La felinología del espíritu

Abr 9 • Reflexiones • 2254 Views • No hay comentarios en La felinología del espíritu

 

Clásicos y comerciales 

 

POR CHRISTOPHER DOMÍNGUEZ MICHAEL
De niño quise ser zoólogo especialista en felinos y memoricé los nombres científicos latinos de esa vasta y distinguida familia de mamíferos, cuyas costumbres ansiaba verificar, imaginándome en la riesgosa copa de una acacia, en Kenia, o trepado en un baniano en la India, donde acaso ya está extinta la familia más oriental (Panthera leo persica) de los leones. Esa afición, más taxonómica que aventurera, me guió a distinguir, primero, las familias del pensamiento marxista y, más tarde, las de los escritores. Después de todo, la crítica literaria viene a ser otra de las formas de la taxidermia y el peligro de caer desde el árbol de la ciencia rumbo al suelo de la vida sigue tan presente como en mis ensoñaciones de infancia. Era imposible, desde luego, que yo me soñara entonces leyendo Filosofía felina. Los gatos y el sentido de la vida (Sexto Piso, 2021), del filósofo escéptico John Gray, cuya lectura frecuente suele poner en solfa mis ideas liberales.

 

El gato, para Gray, especialista entre otros asuntos en la lucha de victorianos y leninistas por alcanzar la inmortalidad, es algo más que una metáfora de la independencia (o del egoísmo), de la perfección (obra maestra de la Naturaleza no en balde endiosada por los egipcios) o de la doble vida, pues como lo sabe todo espectador de Animal Planet, los llamados gatos domésticos suelen —cuando pueden— llevar una doble vida, recuperando durante la noche sus ancestrales ritos de caza, trifulca, cortejo y reproducción; mientras, durante el día, se divierten jugando con sus autoproclamados amos, porque fue Michel de Montaigne quien se preguntó cuál sería la verdadera mascota, si el gato o nosotros.

++++++++

__Ejercicio escrito 1__:
Enumera los ritos ancestrales que, según el fragmento sobre la filosofía felina, recuperan durante la noche los gatos domésticos.
__Ejercicio escrito 2__:
Continúa el fragmento sobre la filosofía felina a partir de su última oración.
Las filas no intervienen en este ejercicio.

[Registros extraídos]
++++++++

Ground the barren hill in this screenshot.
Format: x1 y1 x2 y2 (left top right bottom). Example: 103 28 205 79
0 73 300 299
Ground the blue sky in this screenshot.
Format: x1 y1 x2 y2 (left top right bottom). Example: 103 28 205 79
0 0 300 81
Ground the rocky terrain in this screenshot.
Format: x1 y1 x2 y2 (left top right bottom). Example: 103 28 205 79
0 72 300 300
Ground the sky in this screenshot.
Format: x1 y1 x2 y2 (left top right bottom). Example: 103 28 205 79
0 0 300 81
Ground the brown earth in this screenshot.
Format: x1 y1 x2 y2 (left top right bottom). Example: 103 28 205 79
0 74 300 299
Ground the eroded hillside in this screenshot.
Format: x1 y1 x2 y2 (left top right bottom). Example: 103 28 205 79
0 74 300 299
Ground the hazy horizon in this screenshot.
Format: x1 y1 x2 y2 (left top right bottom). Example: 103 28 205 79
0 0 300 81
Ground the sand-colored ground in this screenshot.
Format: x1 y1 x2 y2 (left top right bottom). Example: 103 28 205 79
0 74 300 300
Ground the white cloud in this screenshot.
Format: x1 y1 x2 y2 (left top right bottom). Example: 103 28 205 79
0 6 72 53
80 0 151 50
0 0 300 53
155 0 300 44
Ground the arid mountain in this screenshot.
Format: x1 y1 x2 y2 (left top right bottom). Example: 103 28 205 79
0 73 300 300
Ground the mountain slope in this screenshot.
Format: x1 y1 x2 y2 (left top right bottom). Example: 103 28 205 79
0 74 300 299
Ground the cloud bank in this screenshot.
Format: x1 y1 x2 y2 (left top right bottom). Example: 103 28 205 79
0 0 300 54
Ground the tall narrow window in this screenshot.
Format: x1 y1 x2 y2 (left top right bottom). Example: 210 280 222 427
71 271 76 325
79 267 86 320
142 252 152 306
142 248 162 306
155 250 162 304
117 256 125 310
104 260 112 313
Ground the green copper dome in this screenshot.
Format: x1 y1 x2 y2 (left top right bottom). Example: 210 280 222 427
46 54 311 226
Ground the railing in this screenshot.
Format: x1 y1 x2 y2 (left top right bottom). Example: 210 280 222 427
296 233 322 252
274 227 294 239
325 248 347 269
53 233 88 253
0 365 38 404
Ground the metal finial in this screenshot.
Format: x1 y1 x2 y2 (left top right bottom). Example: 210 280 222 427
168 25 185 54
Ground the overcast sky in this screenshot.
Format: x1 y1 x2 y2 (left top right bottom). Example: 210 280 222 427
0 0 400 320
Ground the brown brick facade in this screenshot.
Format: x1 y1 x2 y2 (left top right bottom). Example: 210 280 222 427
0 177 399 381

++++++++

__Resultado del ejercicio 1__:
Caza, trifulca, cortejo y reproducción.

__Resultado del ejercicio 2__:
 

Más que metáfora, insisto, la de John Nicholas Gray es una sublimación. En el gato encuentra el filósofo británico nacido en Durham, en 1948, un modelo a imitar, ajeno lo mismo al trascendentalismo de las religiones constituidas que a la siempre renovada ansiedad gnóstica del ser humano, quien se cree todopoderoso para dirigir su vida, controlar su salud, asegurando, aun de manera vicaria (o hipotecaria), alguna forma de inmortalidad.

 

La primera desconfianza de Gray al filosofar es poner en duda la presumida o presumible racionalidad humana. Toda su obra (o al menos la más reciente, la traducida por Sexto Piso, a excepción de esta traducción, de Albino Santos Mosquera, que leí en inglés), intenta demostrar —con argumentos muy polémicos que a un Popper le habría gustado rebatir— que la razón no es precisamente la característica, ni la más común ni la más encomiable, del hombre. Y aunque no es un animalista ni pretende hacer razonar a los gatos, dispone su alabanza “como si” el felino razonara su existencia, dejando para otro día el asunto de que, en principio, no lo hace.

 

Entre los filósofos amigos de los gatos está Schopenhauer, quien en El mundo como voluntad y representación (1818), dudó del arquetipo aristotélico de la eternidad de lo animal. Filosóficamente, partiendo de la in/consciencia de los seres no humanos, es tentadora la idea de que el gato, al saltar o correr frente a nuestros ojos, es técnicamente el mismo ejemplar que su ancestro de hace 5 mil años, siendo un ser sin historia, libre de la ponderación de la muerte, esa certeza distintiva de nuestra especie. Pero Schopenhauer, como Gray, usted o yo, sabe que la tentación es equívoca, como suelen serlo tantos arquetipos. Cada gato es distinto en su “personalidad” y los hay con toda clase de humores, caracteres y caprichos; no son iguales todas las razas, así como son muy distintos hembras y machos, cachorros y viejos, etc.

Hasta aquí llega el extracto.